Provided entries:
....

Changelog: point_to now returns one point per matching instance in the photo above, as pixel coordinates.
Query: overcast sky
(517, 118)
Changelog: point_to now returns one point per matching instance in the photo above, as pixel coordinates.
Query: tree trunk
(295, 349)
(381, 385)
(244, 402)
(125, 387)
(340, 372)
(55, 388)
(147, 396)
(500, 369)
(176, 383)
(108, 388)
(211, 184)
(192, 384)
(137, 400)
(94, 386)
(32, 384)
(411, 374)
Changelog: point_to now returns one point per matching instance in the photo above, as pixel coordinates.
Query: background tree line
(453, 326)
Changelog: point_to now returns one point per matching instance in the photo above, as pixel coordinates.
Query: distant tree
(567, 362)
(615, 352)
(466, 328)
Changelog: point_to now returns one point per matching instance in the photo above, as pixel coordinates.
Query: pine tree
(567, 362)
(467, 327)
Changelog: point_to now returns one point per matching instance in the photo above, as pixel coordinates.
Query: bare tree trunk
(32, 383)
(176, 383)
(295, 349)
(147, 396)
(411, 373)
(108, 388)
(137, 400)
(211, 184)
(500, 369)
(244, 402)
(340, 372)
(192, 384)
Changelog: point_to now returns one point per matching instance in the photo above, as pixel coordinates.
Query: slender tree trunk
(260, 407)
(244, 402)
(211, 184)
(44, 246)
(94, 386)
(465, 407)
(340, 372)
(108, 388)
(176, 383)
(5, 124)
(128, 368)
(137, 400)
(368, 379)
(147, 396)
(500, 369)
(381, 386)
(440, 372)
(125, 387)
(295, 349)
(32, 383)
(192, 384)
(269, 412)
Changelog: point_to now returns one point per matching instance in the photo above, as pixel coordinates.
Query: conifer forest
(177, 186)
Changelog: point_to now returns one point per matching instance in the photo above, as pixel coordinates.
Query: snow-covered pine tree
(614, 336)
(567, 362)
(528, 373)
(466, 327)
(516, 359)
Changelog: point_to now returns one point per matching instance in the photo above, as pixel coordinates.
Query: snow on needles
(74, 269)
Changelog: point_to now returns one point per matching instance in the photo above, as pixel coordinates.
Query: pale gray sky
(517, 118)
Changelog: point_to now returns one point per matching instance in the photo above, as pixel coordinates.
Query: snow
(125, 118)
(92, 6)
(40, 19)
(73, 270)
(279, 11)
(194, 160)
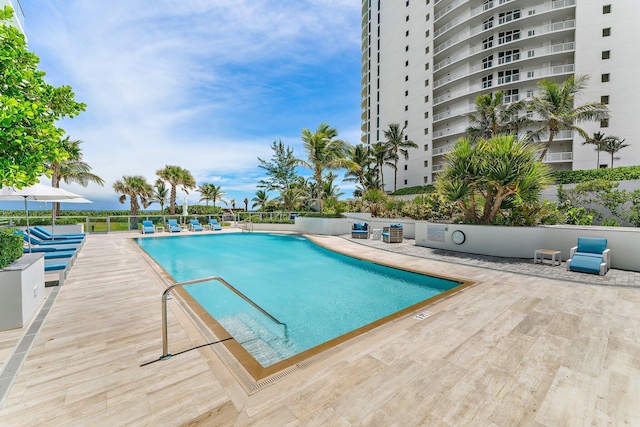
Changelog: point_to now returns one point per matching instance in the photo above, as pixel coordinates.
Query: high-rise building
(18, 15)
(425, 61)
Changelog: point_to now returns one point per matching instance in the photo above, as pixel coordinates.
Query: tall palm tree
(613, 145)
(176, 177)
(261, 199)
(359, 155)
(134, 186)
(555, 105)
(382, 157)
(493, 116)
(599, 140)
(324, 152)
(73, 169)
(396, 144)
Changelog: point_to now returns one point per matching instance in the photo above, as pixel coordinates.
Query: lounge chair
(195, 225)
(392, 234)
(34, 241)
(214, 225)
(47, 233)
(148, 227)
(360, 230)
(173, 225)
(60, 267)
(590, 256)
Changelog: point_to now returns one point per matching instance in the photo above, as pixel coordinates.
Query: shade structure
(37, 192)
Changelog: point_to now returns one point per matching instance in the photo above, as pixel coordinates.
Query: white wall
(521, 242)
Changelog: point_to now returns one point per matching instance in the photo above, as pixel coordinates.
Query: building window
(487, 43)
(508, 55)
(487, 81)
(508, 76)
(505, 17)
(487, 62)
(508, 36)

....

The task: Each record above should be repeated exactly, please, without pictures.

Reply to the exercise:
Changelog: point_to now returns one point per matching instance in the photo above, as pixel coordinates.
Query: overcast sky
(517, 118)
Changelog: point_to now returns one point per matching instance in the photo above, as pixel coordinates.
Query: tree trunk
(295, 349)
(381, 385)
(244, 402)
(125, 387)
(340, 372)
(55, 388)
(147, 396)
(500, 369)
(176, 383)
(108, 388)
(211, 184)
(192, 384)
(137, 400)
(94, 386)
(32, 384)
(411, 374)
Changelog: point_to now returns one point per matching instance in the photo above, as pixel coordinates.
Query: background tree line
(453, 326)
Changelog: point_to now returns one point per matching instance in the photo above, as pixel coordinates.
Query: distant tree
(567, 362)
(615, 352)
(466, 328)
Changelog: point_to now returns one point per matching instance in the photo above, as pixel coordinates.
Query: pine tree
(567, 362)
(467, 327)
Changelog: point_to now returns one point per matching instance in the photo above, as pixel coordinates.
Query: bare tree trunk
(32, 383)
(176, 383)
(295, 349)
(147, 396)
(411, 373)
(108, 388)
(137, 400)
(211, 184)
(500, 369)
(244, 402)
(340, 372)
(192, 384)
Changelog: point_to now returns one point per matching instance in the photo above, as pixel coordinates.
Query: slender tree trunk
(260, 407)
(244, 402)
(211, 184)
(44, 246)
(94, 386)
(465, 407)
(340, 372)
(108, 388)
(176, 383)
(5, 124)
(128, 368)
(137, 400)
(368, 379)
(147, 396)
(500, 369)
(381, 386)
(440, 372)
(125, 387)
(295, 349)
(32, 383)
(192, 384)
(269, 412)
Changelog: point_to now returns one point per matching instance in the photo above, as pixel coordinates.
Query: conifer forest
(177, 186)
Changelog: point_to now returns one point per matching instance in the photo above, as pixel coordinates.
Query: snow-covered pine tree
(614, 336)
(567, 362)
(528, 373)
(466, 327)
(516, 359)
Changelog: point_to now returns one point per matching instance in the photo above, as pixel coordinates.
Query: snow on needles
(74, 269)
Changelog: point_to now returns one point per matching instance in the photo above, as pixel coordinates.
Query: pale gray sky
(517, 118)
Changelog: point_to now returns one point per matching instance in the photo above, as pixel coordinates.
Query: snow
(125, 118)
(92, 6)
(40, 19)
(73, 270)
(279, 11)
(194, 160)
Changelog: point_to now returns one point per matching instance in the photo above, as pixel coordinates.
Query: high-rise building
(18, 15)
(425, 61)
Changelog: point_to now returns one point per matching instance in the photo above, as pixel coordinates.
Query: tall palm tree
(613, 145)
(176, 177)
(261, 199)
(359, 155)
(134, 186)
(555, 105)
(382, 157)
(493, 116)
(599, 140)
(324, 152)
(73, 169)
(396, 144)
Changelog: point_to now returns one point per matching instance in the photo above, as pixel coordinates.
Query: lounge chair
(195, 225)
(392, 234)
(34, 241)
(214, 225)
(47, 233)
(148, 227)
(360, 230)
(173, 225)
(60, 267)
(590, 256)
Changelog: point_to now returns one point per matching instance in the photo above, as pixel coordinates.
Query: shade structure
(37, 192)
Changelog: point_to now returns one point per matching instance in the photo above, as pixel coordinates.
Query: white wall
(521, 242)
Changelog: point_to now returns one point per matching instance in the photo above, as pixel coordinates.
Query: building window
(487, 43)
(508, 55)
(487, 81)
(508, 76)
(505, 17)
(487, 62)
(508, 36)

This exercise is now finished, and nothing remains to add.